**Exercise brief:** Render this sentence from the baseball data question below into Spanish: "I have a data.frame in R that is a catalog of results from baseball games for every team for a number of seasons."

**Selected extract:**
问题
I have a data.frame in R that is a catalog of results from baseball games for every team for a number of seasons. Some of the columns are team, opponent_team, date, result, team_runs, opponent_runs, etc. My problem is that the because the data.frame is a combination of logs for every team, each row essentially has another row somewhere else in the data.frame that is a mirror image of that row.
For example
team opponent_team date result team_runs opponent_runs
BAL BOS 2010-04-05 W 5 4
has another row somewhere else that is
team opponent_team date result team_runs opponent_runs
BOS BAL 2010-04-05 L 4 5
I would like to write some code in dplyr or something similar that selects rows that have a unique combination of the team, opponent_team and date columns. I stress the word combination here because order doesn't matter, I am just trying to get rid of the rows that are mirror images.

**Given information:**
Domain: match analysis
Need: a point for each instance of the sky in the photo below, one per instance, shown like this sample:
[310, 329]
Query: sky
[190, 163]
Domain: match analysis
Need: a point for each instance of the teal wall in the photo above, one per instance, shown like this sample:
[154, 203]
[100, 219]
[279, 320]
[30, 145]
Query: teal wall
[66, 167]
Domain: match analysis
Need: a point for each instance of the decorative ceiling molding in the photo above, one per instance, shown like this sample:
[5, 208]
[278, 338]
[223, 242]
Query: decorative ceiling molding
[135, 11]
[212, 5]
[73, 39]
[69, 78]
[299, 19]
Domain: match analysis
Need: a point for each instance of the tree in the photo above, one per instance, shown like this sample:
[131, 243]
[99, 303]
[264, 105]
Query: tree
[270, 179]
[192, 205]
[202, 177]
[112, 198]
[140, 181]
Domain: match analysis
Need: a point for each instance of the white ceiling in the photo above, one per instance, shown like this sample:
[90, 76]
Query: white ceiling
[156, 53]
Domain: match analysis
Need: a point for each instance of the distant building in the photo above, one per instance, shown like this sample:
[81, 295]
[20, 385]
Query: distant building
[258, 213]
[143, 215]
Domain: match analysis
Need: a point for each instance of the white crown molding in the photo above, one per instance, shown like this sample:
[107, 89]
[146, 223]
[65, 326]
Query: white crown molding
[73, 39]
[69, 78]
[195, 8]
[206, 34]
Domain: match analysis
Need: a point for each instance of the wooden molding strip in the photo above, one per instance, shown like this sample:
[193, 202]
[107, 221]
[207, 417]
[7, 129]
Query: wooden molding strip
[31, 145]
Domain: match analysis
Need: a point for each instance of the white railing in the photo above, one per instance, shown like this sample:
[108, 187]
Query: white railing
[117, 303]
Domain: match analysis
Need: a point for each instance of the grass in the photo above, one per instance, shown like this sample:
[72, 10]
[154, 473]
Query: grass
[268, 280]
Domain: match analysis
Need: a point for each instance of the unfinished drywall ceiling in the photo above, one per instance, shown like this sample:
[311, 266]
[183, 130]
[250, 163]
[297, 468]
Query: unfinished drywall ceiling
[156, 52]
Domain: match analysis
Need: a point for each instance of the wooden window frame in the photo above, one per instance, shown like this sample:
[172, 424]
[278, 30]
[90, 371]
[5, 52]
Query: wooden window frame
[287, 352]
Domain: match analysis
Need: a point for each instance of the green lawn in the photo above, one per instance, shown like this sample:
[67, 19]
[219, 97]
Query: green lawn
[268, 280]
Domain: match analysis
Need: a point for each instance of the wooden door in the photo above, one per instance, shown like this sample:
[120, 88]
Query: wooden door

**Final result:** Tengo un data.frame en R que es un catálogo de resultados de partidos de béisbol de todos los equipos durante varias temporadas.